▶ _EXTRACTED TEXT_
The Covid-19 outbreak arrived to America in early the 2020's, and we can see an improvement in on-time records for that time. This can be explained by the fact that the number of flights was much lower, allowing airlines and airport to operate well below their designed capacity.
After Covid-19, most airlines went back to their 2019 on-time record. But there are some exceptions. Allegiant Air and other low-cost airlines such as Frontier and JetBlue are in a clear decline, possibly due to the quick ramp-up of flights once the Covid restrictions were lifted.
Hawaiian Airlines was number one on-time airline between 2019-2021. But in just one year, it's on-time record dropped by almost 25 %. The reason for such decline could be the delay in the delivery of Boeing 787 Dreamliners that Hawaiian was expecting during the third quarter of 2022. With the new planes, Hawaiian planned a larger number of flights that had to be re-adjusted once the delay was known. This led to a on-time percentage of just 60% for the fourth quarter of 2022. We will see how 2023 develops for Hawaiian, but the figures from the initial months are still well below the previous 90% on-time rates.
What are the causes for flight delays?
When a flight is delayed, the contribution from different factors is as follows (2022 data):
Despite the accurate numbers presented by the Bureau of Transportation Statistics, all of these categories affect each other, making it hard to define an accurate distinction. For example, an aircraft arriving late can be caused by weather events that affected several flights, which in turn overloaded the airline's work. What was the root cause in this case? It's difficult to judge.
Chronically delayed flights
The Bureau of Transportation Statistics collects monthly data on chronically delayed flights. These are flights that arrive 30 min late or more for at least 10 times during a month. Flights that become chronically delayed are tend back on normal schedule after a month or two, since airlines would allocate resources to resolve the issue. However, some flights were observed to be chronically delayed for 4 months or more.
For the top 10 chronically delayed flights that repeat 4 months or more, 9 are from JetBlue and 1 from Frontier. Both of them low-cost airlines. The first in the list, flight B6 342 between Savannah (SAV) and John F. Kennedy (JFK) was arriving 127 min late on average during 2022!
Airlines with most canceled flights
Cancelled flights follow the same trend as the on-time records: low-cost airlines cancel more than full-service ones.

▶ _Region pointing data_
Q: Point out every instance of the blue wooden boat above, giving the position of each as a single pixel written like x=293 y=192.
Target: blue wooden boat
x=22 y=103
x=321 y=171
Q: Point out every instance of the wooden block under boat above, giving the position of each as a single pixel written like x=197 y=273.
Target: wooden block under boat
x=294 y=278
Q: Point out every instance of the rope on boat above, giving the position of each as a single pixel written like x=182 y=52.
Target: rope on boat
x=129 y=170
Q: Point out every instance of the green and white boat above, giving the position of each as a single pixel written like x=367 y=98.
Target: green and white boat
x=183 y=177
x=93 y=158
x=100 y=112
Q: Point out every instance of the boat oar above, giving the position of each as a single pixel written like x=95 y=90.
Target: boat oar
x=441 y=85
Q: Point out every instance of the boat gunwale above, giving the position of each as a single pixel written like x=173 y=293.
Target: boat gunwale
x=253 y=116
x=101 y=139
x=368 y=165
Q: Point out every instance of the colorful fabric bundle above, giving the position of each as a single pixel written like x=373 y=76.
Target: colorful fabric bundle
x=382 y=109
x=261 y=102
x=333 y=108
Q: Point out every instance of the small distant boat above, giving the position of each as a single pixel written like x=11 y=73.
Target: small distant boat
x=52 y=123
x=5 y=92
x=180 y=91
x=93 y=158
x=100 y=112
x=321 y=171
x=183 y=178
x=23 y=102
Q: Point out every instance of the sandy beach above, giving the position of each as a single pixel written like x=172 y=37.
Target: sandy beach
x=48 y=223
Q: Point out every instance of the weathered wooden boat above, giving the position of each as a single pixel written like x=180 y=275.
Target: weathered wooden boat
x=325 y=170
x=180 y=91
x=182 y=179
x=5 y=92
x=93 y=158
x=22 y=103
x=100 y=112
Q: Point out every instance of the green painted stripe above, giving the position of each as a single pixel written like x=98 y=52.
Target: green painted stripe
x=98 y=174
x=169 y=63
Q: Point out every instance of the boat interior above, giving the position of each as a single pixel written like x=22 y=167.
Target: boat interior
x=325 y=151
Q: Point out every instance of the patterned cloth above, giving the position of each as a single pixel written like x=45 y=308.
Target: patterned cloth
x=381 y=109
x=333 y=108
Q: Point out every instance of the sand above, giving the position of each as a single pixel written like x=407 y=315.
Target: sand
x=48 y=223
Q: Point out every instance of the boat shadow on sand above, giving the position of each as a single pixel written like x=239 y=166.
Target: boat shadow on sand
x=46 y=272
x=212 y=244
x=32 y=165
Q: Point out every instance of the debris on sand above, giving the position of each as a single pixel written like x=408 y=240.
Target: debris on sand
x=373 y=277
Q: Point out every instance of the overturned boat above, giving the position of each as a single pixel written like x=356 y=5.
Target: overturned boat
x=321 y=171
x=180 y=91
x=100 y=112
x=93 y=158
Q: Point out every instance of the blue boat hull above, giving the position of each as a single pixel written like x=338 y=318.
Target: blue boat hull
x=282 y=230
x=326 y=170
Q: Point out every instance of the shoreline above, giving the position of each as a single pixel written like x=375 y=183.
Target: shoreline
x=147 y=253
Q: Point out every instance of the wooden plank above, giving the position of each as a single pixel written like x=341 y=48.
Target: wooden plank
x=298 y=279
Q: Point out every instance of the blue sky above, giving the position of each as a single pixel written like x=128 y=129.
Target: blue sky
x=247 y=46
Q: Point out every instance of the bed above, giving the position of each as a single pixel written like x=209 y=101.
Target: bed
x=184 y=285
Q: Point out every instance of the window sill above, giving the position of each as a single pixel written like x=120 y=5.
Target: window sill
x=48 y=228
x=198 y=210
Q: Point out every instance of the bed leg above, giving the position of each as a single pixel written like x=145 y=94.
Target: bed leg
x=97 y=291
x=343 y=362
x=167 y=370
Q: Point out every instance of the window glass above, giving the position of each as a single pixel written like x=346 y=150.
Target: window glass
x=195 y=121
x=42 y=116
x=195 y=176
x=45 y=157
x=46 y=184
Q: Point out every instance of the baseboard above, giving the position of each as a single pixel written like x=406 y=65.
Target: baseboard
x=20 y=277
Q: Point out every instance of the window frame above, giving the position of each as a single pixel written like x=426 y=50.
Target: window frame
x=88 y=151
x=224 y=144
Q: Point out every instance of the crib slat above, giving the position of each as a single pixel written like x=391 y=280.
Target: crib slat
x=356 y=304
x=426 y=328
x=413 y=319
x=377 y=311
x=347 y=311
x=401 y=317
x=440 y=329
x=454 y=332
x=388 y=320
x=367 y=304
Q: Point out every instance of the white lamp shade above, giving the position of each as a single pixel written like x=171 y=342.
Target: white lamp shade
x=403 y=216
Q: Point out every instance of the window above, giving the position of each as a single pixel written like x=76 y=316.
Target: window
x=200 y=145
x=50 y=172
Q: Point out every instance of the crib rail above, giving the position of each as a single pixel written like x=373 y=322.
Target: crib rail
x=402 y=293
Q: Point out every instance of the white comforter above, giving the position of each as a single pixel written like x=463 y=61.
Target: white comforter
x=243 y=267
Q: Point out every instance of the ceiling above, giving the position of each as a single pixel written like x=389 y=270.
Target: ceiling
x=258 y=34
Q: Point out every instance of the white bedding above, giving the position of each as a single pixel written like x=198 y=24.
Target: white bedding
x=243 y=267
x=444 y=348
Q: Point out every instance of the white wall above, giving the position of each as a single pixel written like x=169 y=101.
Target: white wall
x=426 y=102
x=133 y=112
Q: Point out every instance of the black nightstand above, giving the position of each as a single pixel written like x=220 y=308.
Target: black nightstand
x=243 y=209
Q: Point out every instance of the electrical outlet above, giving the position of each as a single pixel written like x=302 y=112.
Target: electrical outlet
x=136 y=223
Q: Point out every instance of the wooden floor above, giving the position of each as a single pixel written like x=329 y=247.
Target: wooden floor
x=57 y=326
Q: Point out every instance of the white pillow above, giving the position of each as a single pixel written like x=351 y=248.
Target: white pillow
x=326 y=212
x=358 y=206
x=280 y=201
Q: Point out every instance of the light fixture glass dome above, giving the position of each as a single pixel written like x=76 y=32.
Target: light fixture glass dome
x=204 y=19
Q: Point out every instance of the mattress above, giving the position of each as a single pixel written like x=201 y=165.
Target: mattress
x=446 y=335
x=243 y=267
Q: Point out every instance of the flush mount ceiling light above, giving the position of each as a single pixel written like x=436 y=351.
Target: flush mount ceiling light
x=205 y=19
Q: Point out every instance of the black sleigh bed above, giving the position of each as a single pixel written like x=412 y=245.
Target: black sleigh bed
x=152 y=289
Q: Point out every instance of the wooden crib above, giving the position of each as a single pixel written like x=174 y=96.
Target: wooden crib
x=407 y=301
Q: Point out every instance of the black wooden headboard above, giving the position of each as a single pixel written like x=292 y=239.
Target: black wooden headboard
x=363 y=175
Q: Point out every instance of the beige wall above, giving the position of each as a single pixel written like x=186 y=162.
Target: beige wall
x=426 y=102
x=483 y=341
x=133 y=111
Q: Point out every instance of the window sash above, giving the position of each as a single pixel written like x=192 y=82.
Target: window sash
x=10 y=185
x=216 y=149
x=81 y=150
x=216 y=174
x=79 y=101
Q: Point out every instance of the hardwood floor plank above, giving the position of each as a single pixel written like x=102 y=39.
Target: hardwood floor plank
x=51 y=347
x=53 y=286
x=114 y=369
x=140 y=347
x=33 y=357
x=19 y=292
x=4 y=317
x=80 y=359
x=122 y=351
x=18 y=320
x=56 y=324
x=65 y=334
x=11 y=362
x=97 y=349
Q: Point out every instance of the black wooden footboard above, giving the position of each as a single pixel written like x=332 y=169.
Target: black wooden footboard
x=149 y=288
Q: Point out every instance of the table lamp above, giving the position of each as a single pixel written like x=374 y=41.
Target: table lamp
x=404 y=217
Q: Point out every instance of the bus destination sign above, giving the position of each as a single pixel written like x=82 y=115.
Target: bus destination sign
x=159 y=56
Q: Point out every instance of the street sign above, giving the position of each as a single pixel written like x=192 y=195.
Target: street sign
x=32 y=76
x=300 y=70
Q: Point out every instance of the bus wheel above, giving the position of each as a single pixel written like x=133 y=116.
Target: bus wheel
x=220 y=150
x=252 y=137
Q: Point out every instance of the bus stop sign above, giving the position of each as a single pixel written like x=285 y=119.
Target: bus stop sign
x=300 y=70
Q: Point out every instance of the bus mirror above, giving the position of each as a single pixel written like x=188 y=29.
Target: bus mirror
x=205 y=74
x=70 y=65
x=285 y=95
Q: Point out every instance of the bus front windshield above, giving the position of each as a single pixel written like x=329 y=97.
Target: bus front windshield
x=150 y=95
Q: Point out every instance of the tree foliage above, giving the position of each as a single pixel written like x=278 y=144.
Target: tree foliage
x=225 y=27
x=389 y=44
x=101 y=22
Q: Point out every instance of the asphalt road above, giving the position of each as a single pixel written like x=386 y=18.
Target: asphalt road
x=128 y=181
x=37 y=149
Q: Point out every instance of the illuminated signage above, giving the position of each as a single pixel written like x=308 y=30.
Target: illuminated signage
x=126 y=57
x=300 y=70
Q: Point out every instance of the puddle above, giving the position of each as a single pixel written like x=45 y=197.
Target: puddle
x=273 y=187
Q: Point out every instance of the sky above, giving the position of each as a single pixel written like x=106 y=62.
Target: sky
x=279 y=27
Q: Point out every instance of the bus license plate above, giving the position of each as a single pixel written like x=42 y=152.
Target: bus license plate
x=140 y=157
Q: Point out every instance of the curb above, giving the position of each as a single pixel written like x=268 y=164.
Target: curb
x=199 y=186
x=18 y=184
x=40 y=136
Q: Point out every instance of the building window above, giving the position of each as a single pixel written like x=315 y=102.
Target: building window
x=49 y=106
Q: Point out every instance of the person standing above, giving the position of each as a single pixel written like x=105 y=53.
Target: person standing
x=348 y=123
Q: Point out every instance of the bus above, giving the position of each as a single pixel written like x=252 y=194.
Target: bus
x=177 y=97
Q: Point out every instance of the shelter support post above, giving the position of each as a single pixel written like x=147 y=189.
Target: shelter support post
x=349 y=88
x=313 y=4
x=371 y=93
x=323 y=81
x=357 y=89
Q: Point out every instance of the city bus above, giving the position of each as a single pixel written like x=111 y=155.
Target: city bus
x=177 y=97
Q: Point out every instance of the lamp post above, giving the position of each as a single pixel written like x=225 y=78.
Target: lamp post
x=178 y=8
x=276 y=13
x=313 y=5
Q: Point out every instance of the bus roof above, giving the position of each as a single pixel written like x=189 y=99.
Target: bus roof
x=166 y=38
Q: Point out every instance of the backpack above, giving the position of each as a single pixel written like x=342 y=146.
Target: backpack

▶ _TASK INSTRUCTIONS_
Answer these questions from the text on airline delays:
(a) Which airline was the number one on-time airline between 2019 and 2021?
(b) How often during a month must a flight arrive 30 minutes or more late to count as chronically delayed?
(c) Which flight is first among the top 10 chronically delayed flights, and between which two airports does it fly?

▶ _RESPONSE TO THIS EXERCISE_
(a) Hawaiian Airlines
(b) At least 10 times
(c) Flight B6 342, between Savannah (SAV) and John F. Kennedy (JFK)